Could you retype every record below exactly as it appears?

Material shown –
::::::::::
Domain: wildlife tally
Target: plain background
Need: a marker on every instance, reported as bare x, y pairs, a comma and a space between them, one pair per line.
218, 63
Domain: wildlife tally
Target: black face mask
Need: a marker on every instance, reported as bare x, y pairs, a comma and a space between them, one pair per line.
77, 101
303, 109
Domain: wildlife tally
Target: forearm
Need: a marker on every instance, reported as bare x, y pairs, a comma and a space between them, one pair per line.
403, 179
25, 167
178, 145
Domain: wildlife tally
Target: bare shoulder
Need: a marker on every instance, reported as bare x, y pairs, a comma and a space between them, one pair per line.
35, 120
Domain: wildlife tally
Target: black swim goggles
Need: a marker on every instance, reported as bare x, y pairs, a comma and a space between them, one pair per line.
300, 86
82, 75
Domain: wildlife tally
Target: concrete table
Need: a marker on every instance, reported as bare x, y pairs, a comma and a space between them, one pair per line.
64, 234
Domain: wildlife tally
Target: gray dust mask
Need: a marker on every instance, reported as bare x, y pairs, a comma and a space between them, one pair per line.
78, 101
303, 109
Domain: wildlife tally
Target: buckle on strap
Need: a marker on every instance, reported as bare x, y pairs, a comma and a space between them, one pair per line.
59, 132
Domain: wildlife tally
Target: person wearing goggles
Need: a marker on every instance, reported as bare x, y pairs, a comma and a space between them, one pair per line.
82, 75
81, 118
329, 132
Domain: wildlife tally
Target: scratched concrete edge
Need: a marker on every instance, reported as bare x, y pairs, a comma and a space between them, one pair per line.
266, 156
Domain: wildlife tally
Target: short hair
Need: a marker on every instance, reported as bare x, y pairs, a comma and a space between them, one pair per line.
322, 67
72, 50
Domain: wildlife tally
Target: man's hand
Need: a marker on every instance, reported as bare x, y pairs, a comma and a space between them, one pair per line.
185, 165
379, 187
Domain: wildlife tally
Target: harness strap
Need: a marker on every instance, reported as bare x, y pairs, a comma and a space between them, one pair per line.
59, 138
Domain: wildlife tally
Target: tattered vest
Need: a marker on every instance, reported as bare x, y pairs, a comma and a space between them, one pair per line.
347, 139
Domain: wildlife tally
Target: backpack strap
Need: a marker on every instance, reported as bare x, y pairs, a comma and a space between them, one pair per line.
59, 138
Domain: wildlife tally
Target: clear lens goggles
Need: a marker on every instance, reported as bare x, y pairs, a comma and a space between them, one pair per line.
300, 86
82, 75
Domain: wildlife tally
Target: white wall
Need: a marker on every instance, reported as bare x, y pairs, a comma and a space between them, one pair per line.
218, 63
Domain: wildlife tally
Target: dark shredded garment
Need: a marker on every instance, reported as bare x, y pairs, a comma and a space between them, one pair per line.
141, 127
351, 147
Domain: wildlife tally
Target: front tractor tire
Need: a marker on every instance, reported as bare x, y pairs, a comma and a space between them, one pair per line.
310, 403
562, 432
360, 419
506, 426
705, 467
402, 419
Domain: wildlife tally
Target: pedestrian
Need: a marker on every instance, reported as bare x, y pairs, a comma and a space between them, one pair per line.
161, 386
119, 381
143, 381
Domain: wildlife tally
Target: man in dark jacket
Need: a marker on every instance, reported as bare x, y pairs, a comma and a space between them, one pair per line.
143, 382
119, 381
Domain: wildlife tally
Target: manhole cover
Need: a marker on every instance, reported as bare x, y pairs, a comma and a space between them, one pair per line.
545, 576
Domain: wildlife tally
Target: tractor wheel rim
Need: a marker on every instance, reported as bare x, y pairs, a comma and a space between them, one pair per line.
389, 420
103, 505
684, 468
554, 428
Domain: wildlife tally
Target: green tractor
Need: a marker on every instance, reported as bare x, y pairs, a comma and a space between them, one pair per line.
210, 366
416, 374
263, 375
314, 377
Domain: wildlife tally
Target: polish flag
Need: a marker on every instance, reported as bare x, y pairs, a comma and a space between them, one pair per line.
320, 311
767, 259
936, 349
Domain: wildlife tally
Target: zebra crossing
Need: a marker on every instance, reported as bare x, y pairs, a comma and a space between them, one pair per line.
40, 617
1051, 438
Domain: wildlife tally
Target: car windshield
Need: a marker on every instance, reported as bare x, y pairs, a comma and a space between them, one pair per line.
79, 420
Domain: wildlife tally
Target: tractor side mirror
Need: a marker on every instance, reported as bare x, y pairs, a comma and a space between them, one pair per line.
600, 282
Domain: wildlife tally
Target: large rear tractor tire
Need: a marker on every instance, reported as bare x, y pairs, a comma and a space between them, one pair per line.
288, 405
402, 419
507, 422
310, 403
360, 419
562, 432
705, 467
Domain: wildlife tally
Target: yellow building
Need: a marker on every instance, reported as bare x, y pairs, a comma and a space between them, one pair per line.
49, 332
::::::::::
Response to the exercise –
Domain: wildlife tally
Target: plain background
Need: a marker on every instance, reported as bare x, y pairs, a comma and a space between them, one pair per line.
218, 63
Domain: wildlife tally
Target: black face mask
Need: a marker on every instance, reported as bare x, y pairs, a comma and a space between them, one pair per line.
77, 101
303, 109
Domain: wildlife tally
Target: forearm
Need: a marker on every instance, reported as bare x, y pairs, a comma and a space between them, one pair per line.
403, 179
25, 167
178, 145
Domain: wildlife tally
Target: bare shoulder
Need: a marker on every instance, reported as bare x, y pairs, a comma and a space between them, one pair per line.
35, 120
Domain: wildlife tally
Target: black swim goggles
Need: a marker on every instance, reported as bare x, y pairs, a comma and a space between them, one pair per line.
300, 86
82, 75
Domain: wildlife tally
Target: concrete table
Need: a marker on every instance, reported as bare x, y pairs, a comma and a space between them, one pair per line.
64, 234
Domain: wildlife tally
Target: gray dust mask
Need: a marker on every instance, reported as bare x, y pairs, a comma and a space between them, one pair per line.
78, 101
303, 109
Domain: wildlife tally
Target: buckle on strap
Need: a marker on every instance, reported as bare x, y pairs, a comma and a space between them, one pair per line.
59, 132
Domain: wildlife tally
Target: person wearing goggles
Need: a marker on every instance, reported as bare x, y pairs, a comma and a space between them, one pair per line.
82, 75
81, 118
329, 132
Domain: wildlife tally
Target: scratched concrete edge
Need: a marker on every instance, reported as bare x, y pairs, a comma and a space between them, one pair per line.
266, 156
Domain: wildlife tally
Target: short hair
Need: a marker on every instance, reported as bare x, y pairs, a comma and a space between them, one pair per line.
322, 67
72, 50
Domain: wildlife tally
Target: man's hand
Need: a marker on every instance, reported as bare x, y pairs, a comma and a space between them, one pair per line.
185, 165
379, 187
Domain: wildlife tally
Target: harness strap
Need: a marker on every instance, reported as bare x, y pairs, a comma and a space between them, one pair per line.
59, 138
Domain: wildlife tally
Target: tattered vest
Need: a marker on every instance, reported as bare x, y pairs, a comma and a space between them, one pair per line.
347, 139
Domain: wildlife tally
Target: backpack strap
Need: a marker on every instance, reported as bare x, y pairs, a comma and a space between them, one pair per line.
59, 138
Domain: wildlife tally
Target: clear lens goggles
Need: a marker on every instance, reported as bare x, y pairs, a comma and a space between them, one pair per line.
300, 86
82, 75
Domain: wildlife tally
Target: white wall
Need: a marker on every instance, reported as bare x, y pairs, a comma and a space between them, one pair per line.
218, 63
Domain: wildlife tally
Target: dark shredded garment
Need: a marker on every instance, reported as bare x, y pairs, a comma and a space between them, one pair per line.
141, 127
351, 147
Domain: wildlife tally
Target: front tractor tire
Need: a marker on every instance, reported as bare x, y pairs, a comma and a space between them, one pair per line.
310, 403
562, 432
360, 419
506, 426
705, 467
402, 419
Domain: wildlife tally
Target: pedestrian
Need: a marker on every instance, reported as bare x, y pairs, a comma and a space between them, one pair per line.
161, 386
119, 381
143, 381
Domain: wildlife tally
Target: man in dark jacket
Need: a marker on every instance, reported as bare x, y pairs, a comma and a space between them, one pair per line.
143, 382
119, 381
Domain: wildlife tally
Target: manhole cover
Need: a marker on every instance, reported as bare x, y pairs, a comma and a space between them, one pair per line.
545, 576
Domain: wildlife tally
Target: tractor wheel rim
Need: a marker on every instance, reported as bare x, y pairs, a comma and a space between them, one pair per line.
389, 420
103, 505
684, 468
554, 428
Domain: wildlife tally
Target: green tractor
Need: a marker on every instance, reported as bare x, y pairs, a comma and a space between them, one pair per line.
210, 366
416, 374
263, 375
314, 377
Domain: wildlife tally
Target: polish flag
Need: a marker on every instance, reported as bare x, y pairs, a comma and a space between them, one pair per line.
320, 311
767, 259
936, 349
Domain: wildlife tally
Target: zebra crossing
Need: a marker on every instance, reported as bare x, y pairs, a comma and a space between them, one pair per line.
40, 617
1051, 438
Domain: wildlife tally
Target: car windshield
Need: a marker on every instance, reported as bare x, y pairs, a comma and a space between them, one pair per line.
79, 420
Domain: wildlife tally
Target: tractor side mirror
Need: a marker on every instance, reported as bare x, y pairs, a comma and a space between them, one pair per line.
600, 282
Domain: wildlife tally
Target: large rear tractor tire
Need: a marker on every instance, reported as bare x, y pairs, a comma and a space between them, one pair per line.
288, 405
402, 419
507, 422
310, 403
360, 419
562, 432
705, 467
Domain: wildlife tally
Target: yellow building
Need: a marker on every instance, reported as bare x, y pairs, a comma and a space between them, one pair per line.
49, 332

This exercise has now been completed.